== Exercise description ==
Write out the line with "Each instance of the bollard" and every later line through the end of the data below, exactly as given, with no pictures in the copy.

== Task input ==
____________________

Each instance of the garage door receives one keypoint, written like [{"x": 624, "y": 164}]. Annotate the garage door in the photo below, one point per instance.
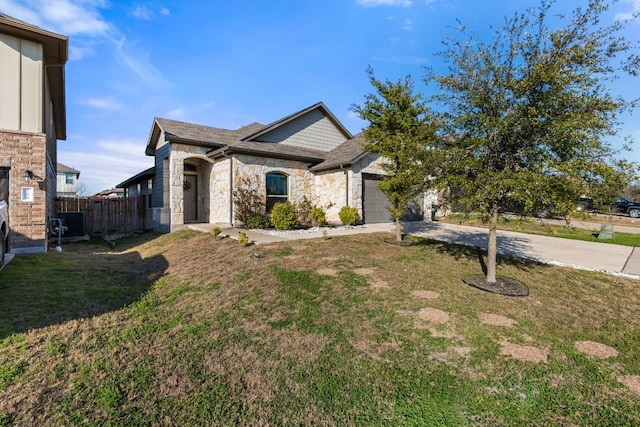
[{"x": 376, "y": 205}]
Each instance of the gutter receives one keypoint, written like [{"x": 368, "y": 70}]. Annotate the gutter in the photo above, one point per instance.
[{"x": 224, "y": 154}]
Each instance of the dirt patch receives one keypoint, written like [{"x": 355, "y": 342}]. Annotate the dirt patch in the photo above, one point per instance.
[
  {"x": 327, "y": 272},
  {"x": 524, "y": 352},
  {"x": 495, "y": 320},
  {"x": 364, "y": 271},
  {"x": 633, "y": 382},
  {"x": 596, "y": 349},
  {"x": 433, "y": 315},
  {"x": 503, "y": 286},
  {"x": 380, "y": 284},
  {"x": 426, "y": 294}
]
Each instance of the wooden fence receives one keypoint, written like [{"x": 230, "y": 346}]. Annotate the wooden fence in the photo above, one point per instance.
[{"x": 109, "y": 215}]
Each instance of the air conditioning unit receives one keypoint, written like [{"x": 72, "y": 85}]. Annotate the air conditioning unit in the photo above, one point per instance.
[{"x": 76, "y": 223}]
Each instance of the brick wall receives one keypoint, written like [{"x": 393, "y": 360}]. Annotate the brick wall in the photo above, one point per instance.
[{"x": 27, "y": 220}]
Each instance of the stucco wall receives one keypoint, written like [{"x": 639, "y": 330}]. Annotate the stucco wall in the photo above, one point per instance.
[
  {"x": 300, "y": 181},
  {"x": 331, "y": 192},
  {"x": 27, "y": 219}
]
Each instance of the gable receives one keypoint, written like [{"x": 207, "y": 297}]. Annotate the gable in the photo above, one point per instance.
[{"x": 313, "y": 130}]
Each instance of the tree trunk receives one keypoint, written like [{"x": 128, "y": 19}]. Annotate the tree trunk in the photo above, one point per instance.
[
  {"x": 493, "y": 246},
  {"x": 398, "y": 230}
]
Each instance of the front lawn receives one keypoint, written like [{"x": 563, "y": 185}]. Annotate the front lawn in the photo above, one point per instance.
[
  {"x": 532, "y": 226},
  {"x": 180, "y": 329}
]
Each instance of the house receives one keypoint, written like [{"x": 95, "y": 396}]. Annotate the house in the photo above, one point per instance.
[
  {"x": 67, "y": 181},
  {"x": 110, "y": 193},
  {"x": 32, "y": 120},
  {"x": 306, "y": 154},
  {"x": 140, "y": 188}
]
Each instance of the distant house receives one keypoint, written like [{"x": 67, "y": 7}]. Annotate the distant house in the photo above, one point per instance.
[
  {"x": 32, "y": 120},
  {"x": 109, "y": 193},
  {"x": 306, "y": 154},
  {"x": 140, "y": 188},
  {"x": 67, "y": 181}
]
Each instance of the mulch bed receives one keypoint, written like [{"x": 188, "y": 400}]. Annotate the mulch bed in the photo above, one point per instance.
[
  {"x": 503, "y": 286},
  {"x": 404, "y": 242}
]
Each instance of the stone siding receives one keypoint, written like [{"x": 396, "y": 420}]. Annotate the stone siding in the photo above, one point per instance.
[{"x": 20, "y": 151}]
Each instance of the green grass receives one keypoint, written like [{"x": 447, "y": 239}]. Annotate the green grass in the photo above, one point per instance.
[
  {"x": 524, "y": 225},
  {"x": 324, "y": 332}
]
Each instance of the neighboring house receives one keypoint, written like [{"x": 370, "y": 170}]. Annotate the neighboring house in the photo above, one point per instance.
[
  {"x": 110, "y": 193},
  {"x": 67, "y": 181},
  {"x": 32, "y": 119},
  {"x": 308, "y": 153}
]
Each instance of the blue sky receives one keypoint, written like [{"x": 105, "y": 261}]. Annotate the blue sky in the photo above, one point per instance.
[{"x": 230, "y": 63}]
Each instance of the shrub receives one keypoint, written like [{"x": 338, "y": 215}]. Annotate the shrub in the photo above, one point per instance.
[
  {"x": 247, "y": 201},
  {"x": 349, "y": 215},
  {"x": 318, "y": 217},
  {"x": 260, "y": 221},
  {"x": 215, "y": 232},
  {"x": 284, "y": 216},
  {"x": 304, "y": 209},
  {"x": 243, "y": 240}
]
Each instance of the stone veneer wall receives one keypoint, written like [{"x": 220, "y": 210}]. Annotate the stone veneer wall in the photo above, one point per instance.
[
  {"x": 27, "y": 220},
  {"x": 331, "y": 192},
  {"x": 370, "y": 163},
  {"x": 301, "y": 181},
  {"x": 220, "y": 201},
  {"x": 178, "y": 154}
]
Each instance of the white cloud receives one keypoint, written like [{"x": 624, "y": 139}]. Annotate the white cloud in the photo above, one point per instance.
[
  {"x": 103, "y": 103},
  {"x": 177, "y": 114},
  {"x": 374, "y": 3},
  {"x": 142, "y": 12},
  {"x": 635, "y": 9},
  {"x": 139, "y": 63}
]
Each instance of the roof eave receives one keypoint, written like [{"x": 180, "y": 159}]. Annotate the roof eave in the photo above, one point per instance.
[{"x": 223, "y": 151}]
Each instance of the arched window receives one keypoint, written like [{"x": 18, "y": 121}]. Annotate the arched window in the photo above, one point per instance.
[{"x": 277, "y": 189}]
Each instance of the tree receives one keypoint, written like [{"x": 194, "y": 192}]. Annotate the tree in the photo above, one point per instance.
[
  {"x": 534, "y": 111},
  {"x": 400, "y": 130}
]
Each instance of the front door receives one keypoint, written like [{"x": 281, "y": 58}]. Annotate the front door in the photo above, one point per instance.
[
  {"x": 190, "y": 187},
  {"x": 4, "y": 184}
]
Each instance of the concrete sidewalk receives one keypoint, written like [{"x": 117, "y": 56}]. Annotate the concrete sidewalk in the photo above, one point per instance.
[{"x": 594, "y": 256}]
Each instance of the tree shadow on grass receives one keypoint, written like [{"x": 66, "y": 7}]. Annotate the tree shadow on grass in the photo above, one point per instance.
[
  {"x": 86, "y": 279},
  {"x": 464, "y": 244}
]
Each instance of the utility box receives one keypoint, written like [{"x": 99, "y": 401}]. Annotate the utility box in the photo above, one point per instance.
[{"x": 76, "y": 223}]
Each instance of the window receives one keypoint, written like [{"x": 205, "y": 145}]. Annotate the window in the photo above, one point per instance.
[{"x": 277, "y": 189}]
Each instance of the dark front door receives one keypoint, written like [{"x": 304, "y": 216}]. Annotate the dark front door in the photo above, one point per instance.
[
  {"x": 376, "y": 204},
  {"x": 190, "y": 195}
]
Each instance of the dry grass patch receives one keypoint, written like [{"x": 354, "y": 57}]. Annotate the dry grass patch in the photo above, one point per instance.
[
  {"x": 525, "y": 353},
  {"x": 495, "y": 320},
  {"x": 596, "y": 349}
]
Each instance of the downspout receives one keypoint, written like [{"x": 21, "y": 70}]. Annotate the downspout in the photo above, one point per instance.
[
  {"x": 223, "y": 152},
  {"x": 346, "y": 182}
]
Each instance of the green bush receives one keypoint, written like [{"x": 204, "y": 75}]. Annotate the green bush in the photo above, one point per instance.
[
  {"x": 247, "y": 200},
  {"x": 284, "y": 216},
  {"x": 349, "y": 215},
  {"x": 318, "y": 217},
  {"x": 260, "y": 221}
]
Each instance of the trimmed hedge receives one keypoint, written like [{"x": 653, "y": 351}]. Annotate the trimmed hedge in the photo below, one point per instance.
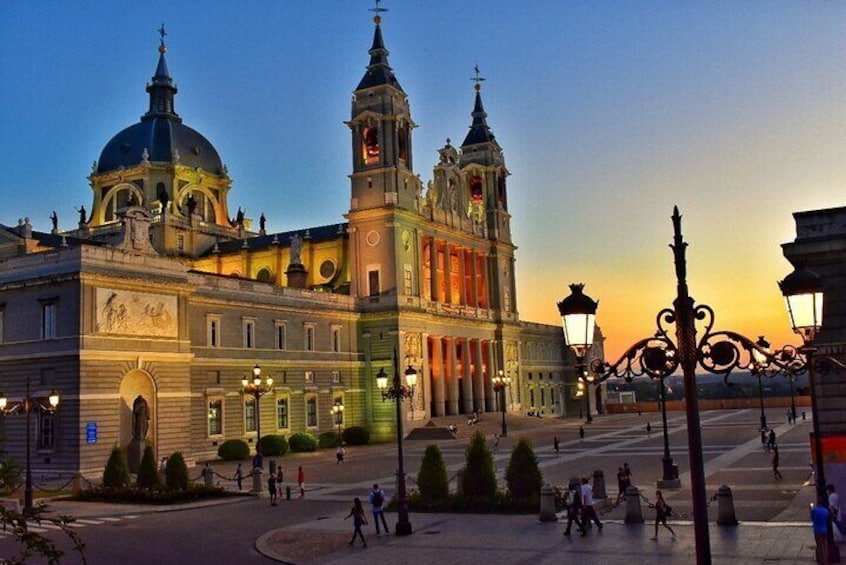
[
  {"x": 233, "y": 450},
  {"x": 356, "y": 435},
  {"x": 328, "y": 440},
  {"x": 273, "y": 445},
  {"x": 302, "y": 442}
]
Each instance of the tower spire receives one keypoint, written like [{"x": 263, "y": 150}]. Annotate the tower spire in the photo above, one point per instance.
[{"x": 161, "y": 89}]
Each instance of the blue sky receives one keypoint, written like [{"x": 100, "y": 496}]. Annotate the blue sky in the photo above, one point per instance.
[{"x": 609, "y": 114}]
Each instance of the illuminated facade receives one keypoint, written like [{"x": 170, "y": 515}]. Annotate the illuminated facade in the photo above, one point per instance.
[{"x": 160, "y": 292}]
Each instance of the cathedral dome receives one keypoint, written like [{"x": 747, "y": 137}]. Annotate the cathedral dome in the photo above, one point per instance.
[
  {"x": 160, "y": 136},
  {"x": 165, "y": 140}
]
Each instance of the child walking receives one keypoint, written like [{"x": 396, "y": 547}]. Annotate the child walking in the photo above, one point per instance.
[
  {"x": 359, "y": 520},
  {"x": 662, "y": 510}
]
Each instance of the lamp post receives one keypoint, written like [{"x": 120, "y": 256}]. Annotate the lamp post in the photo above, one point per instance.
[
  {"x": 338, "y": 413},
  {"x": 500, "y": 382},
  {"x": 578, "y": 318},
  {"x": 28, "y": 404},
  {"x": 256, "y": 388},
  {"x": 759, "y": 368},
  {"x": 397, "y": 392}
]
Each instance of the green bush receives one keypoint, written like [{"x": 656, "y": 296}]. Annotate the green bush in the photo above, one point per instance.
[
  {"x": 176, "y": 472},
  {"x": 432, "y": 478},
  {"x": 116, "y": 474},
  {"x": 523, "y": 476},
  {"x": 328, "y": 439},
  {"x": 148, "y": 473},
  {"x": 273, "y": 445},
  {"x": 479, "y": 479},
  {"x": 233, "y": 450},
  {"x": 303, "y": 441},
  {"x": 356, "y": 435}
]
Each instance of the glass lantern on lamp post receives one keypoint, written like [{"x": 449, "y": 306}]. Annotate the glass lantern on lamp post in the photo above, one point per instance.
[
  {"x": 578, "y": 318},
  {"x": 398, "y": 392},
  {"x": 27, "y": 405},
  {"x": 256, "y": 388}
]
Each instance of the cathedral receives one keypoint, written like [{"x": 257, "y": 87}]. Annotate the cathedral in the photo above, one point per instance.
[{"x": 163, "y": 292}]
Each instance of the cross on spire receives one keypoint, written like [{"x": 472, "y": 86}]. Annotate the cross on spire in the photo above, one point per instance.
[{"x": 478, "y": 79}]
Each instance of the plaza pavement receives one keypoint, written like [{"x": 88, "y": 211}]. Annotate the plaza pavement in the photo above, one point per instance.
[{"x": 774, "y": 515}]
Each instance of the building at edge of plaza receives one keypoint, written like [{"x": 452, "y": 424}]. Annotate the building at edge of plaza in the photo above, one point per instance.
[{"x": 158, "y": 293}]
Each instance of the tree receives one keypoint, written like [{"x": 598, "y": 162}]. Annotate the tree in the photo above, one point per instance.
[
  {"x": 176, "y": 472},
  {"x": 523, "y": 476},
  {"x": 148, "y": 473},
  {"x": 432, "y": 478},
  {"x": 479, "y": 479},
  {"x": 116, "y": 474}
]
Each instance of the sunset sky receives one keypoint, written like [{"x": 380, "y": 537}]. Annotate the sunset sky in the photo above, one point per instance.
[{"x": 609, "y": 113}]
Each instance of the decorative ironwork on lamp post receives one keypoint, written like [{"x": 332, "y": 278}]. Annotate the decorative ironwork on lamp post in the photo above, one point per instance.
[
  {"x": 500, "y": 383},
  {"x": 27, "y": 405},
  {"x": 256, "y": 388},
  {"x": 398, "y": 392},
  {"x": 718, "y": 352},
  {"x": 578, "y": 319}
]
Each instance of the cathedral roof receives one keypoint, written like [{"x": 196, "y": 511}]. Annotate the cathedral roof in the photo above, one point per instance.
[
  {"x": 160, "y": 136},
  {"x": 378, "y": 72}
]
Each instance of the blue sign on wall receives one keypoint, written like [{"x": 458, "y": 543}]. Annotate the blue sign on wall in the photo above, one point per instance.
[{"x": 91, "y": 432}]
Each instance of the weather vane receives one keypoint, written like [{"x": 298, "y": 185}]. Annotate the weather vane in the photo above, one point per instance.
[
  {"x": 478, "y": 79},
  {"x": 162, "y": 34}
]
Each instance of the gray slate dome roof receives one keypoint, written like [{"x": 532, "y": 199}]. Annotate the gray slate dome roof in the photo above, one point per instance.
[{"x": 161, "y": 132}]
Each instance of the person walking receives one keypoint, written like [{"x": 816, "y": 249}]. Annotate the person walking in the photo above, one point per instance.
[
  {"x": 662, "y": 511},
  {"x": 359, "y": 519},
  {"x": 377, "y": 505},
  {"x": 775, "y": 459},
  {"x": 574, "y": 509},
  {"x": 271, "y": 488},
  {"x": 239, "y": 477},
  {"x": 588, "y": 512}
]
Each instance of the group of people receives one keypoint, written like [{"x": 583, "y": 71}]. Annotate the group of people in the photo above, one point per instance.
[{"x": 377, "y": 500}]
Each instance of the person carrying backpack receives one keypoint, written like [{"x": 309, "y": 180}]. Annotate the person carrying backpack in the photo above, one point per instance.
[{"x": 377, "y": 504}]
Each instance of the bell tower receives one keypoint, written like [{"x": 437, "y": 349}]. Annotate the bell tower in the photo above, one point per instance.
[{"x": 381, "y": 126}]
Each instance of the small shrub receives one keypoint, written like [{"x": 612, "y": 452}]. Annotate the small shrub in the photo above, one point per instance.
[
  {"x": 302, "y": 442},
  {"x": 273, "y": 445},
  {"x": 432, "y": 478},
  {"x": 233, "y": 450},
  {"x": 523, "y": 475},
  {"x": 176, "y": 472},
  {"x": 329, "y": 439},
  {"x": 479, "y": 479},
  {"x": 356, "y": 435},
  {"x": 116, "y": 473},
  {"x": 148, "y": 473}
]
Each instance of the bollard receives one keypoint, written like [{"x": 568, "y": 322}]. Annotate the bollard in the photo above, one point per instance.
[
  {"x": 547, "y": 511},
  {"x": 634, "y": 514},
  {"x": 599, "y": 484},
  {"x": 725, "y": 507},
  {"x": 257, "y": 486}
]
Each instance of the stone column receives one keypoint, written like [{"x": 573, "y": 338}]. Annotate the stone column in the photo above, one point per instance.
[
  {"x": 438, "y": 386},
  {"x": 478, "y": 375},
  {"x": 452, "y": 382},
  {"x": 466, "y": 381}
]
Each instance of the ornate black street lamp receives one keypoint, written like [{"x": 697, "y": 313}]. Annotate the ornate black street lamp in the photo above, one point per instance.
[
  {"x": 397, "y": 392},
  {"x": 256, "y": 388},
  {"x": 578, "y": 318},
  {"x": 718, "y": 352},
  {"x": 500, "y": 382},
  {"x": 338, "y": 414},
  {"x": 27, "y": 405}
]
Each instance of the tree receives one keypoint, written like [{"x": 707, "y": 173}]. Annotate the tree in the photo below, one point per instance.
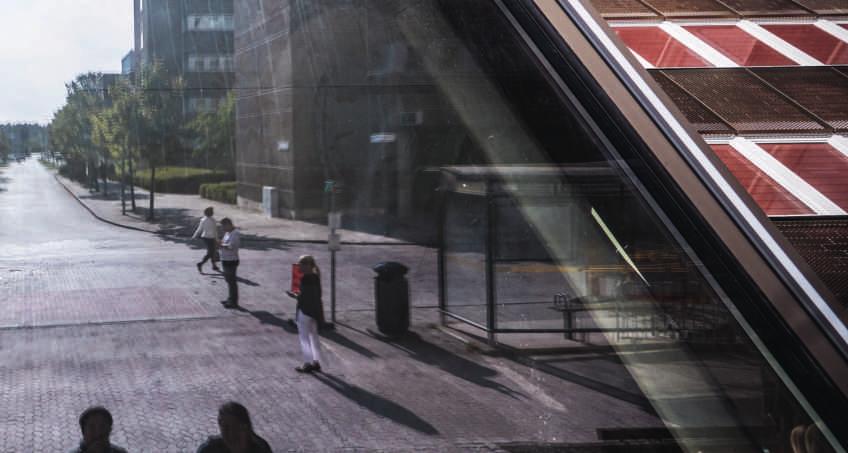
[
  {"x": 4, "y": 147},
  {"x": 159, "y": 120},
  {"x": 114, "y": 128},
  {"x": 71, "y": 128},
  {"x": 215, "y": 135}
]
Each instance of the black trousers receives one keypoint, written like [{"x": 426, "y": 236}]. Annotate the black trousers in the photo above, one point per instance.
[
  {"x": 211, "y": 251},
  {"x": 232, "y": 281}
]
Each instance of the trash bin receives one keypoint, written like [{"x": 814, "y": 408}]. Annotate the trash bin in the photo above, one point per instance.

____________________

== Worked answer ==
Each instance of the bollard receives one keypoint, written like [{"x": 568, "y": 322}]. Annotate the bollard in the photo above, one point per instance.
[
  {"x": 547, "y": 511},
  {"x": 634, "y": 514},
  {"x": 599, "y": 484},
  {"x": 725, "y": 507},
  {"x": 257, "y": 486}
]
Each instance of the stone column receives one keypoint, written like [{"x": 573, "y": 338}]. Annotate the stone column in the photo above, one point per instance.
[
  {"x": 438, "y": 386},
  {"x": 478, "y": 375},
  {"x": 452, "y": 382},
  {"x": 466, "y": 381}
]
Each instance of the ornate black street lamp receives one keypoint, written like [{"x": 697, "y": 313}]. Annotate the ornate black street lamp in the photo above, one point per instance.
[
  {"x": 397, "y": 392},
  {"x": 256, "y": 388},
  {"x": 578, "y": 318},
  {"x": 718, "y": 352},
  {"x": 500, "y": 382},
  {"x": 338, "y": 414},
  {"x": 27, "y": 405}
]
Each instance of the tree receives one keypoint, written like [{"x": 707, "y": 173}]. Annotate the tree in the photo below, one point per instance.
[
  {"x": 4, "y": 147},
  {"x": 159, "y": 120},
  {"x": 114, "y": 128},
  {"x": 71, "y": 128},
  {"x": 215, "y": 135}
]
Each instance of the black trousers receives one keypoint, written like [{"x": 426, "y": 236}]. Annotate the black trousers in the photo above, one point per instance.
[
  {"x": 211, "y": 251},
  {"x": 232, "y": 281}
]
Each instance of the trash bin receives one keypoint, written like [{"x": 814, "y": 408}]. Annotate the trash bin in the photo above, one point per instance.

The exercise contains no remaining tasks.